* [Stated goal] Report every line of the records below that contains the word "stone", copying each such line in full.

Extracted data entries

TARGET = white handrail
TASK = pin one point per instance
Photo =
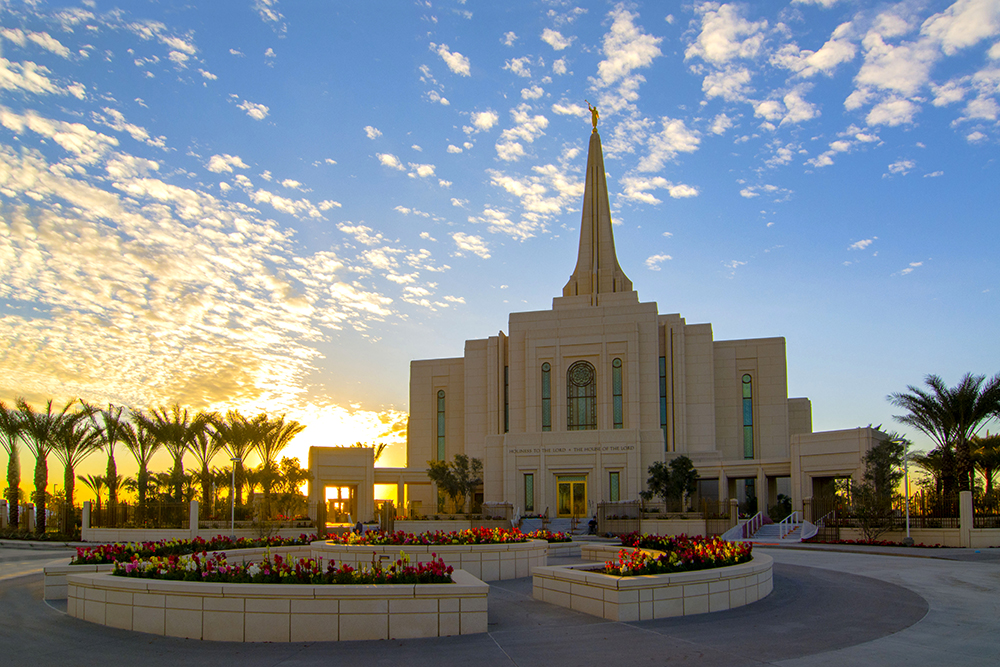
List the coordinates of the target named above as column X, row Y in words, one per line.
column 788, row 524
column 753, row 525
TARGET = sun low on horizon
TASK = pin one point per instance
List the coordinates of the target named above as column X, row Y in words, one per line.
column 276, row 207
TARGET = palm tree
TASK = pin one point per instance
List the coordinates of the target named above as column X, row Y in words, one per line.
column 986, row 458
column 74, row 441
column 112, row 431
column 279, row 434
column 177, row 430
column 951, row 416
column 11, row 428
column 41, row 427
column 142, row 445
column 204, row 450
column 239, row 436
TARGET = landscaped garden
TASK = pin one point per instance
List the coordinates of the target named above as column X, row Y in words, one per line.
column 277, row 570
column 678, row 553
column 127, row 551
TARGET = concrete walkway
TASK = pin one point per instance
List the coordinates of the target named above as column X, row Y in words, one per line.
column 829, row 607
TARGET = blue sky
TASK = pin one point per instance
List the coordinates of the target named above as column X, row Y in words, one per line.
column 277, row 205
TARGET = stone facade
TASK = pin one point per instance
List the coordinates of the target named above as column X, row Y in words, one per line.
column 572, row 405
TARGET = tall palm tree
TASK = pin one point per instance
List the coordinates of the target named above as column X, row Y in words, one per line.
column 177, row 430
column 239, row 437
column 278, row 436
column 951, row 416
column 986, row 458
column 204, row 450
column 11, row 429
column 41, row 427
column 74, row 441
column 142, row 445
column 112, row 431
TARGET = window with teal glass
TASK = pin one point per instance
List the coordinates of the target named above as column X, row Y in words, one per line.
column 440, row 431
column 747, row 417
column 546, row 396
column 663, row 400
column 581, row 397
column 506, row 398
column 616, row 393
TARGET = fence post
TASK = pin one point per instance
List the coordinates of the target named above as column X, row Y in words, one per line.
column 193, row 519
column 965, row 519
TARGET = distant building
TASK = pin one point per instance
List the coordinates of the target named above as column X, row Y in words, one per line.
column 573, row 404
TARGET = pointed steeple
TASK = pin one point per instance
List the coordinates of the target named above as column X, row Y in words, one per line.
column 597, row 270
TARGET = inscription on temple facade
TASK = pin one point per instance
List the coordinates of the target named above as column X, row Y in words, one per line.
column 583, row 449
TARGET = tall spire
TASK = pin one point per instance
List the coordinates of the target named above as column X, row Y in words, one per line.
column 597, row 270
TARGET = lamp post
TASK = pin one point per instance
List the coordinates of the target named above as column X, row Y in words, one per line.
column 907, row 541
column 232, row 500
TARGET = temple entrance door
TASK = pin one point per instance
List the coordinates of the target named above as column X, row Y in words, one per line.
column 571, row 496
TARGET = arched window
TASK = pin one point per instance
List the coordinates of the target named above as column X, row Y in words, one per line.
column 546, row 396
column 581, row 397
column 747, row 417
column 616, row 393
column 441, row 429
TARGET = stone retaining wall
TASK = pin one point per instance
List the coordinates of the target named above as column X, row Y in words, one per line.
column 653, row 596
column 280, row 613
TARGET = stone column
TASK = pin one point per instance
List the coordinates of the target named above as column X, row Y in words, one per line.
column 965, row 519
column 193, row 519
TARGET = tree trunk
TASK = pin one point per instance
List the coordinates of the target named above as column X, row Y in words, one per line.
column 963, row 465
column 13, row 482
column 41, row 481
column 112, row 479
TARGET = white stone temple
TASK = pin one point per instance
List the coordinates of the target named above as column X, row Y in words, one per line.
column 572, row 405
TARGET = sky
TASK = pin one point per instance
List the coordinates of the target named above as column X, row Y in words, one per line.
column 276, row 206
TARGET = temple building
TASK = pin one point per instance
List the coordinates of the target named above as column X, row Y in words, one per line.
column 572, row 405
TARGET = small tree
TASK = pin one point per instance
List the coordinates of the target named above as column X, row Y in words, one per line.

...

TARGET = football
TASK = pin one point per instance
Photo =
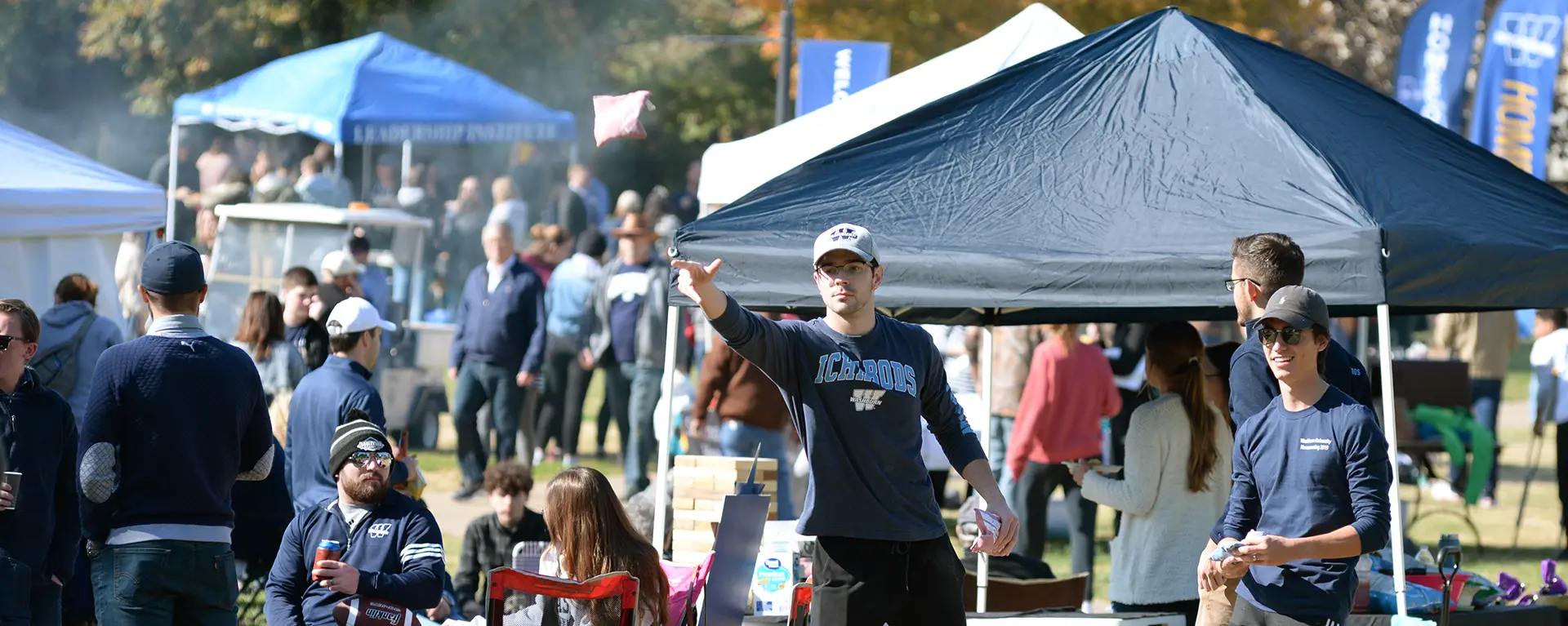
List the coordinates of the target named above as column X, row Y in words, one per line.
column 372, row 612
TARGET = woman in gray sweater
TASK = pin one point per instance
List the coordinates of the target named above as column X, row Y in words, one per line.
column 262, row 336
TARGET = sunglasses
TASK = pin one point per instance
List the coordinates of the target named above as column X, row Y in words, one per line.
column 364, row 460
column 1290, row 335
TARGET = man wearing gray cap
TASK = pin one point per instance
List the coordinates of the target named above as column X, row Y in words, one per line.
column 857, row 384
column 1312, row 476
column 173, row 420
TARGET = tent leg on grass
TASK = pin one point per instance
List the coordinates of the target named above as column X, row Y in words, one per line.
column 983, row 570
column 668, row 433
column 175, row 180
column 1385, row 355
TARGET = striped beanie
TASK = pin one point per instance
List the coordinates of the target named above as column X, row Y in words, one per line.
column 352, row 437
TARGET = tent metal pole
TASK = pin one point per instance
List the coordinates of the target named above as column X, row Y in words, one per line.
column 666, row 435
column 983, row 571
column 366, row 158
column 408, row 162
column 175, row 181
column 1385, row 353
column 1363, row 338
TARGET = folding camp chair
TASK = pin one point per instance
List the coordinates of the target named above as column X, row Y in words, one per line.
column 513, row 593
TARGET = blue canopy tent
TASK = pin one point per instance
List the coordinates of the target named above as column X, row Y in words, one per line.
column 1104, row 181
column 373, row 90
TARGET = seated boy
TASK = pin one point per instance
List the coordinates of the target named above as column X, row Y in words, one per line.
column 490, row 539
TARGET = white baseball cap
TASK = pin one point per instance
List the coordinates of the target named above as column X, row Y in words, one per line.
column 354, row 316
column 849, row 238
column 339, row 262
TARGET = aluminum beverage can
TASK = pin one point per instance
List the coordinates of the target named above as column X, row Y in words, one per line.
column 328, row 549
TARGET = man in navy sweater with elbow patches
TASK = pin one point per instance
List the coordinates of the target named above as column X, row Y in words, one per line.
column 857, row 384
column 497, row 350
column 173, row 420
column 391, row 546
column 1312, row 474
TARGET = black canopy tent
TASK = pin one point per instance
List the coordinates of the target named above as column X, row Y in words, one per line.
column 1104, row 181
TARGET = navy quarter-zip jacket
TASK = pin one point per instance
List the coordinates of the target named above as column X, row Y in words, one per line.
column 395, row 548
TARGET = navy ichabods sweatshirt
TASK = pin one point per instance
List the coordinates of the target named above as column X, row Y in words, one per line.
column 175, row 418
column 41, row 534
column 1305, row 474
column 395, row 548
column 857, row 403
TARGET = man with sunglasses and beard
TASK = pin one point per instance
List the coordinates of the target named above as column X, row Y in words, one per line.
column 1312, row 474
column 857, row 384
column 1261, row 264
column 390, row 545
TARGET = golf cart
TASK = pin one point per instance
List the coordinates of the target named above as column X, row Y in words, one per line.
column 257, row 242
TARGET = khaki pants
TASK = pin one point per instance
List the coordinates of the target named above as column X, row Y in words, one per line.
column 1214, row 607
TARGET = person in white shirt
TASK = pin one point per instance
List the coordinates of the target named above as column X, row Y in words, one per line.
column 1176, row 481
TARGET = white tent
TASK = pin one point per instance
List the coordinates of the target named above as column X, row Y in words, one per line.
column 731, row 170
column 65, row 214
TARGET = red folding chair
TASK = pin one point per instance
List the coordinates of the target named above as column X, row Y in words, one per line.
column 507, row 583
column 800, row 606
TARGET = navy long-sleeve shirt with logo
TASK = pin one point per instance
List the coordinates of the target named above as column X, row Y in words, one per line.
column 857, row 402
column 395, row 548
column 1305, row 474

* * *

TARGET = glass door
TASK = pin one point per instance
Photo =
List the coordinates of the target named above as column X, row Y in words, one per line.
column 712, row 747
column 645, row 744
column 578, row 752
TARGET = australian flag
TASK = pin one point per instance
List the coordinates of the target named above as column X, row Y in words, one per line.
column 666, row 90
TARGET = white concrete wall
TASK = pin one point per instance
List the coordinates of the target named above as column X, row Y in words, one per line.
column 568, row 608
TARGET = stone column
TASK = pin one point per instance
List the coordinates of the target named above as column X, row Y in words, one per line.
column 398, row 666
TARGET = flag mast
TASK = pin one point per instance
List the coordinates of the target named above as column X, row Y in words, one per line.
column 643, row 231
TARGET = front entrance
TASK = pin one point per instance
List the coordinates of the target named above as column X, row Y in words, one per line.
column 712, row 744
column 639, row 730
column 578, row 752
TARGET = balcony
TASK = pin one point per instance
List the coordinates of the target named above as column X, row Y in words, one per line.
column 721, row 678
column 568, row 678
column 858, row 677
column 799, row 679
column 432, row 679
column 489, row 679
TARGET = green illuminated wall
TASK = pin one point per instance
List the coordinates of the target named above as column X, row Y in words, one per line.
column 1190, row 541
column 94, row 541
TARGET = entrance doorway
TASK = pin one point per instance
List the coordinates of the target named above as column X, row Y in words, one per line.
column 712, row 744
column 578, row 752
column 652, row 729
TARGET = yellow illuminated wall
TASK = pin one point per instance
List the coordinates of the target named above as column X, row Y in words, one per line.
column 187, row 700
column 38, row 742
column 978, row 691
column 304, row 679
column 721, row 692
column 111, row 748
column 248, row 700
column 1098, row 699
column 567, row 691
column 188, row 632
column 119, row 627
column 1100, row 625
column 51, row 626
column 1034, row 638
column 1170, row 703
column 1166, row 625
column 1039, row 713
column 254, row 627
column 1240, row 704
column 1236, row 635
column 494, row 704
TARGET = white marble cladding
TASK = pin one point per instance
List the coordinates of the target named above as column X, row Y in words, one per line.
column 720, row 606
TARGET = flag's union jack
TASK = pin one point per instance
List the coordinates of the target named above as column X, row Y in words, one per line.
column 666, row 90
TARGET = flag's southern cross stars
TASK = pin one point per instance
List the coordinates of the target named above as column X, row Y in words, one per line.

* [Written reply]
TARGET = stone facade
TARGET = stone retaining wall
TARGET = stone column
TARGET = white stone temple
TARGET = stone column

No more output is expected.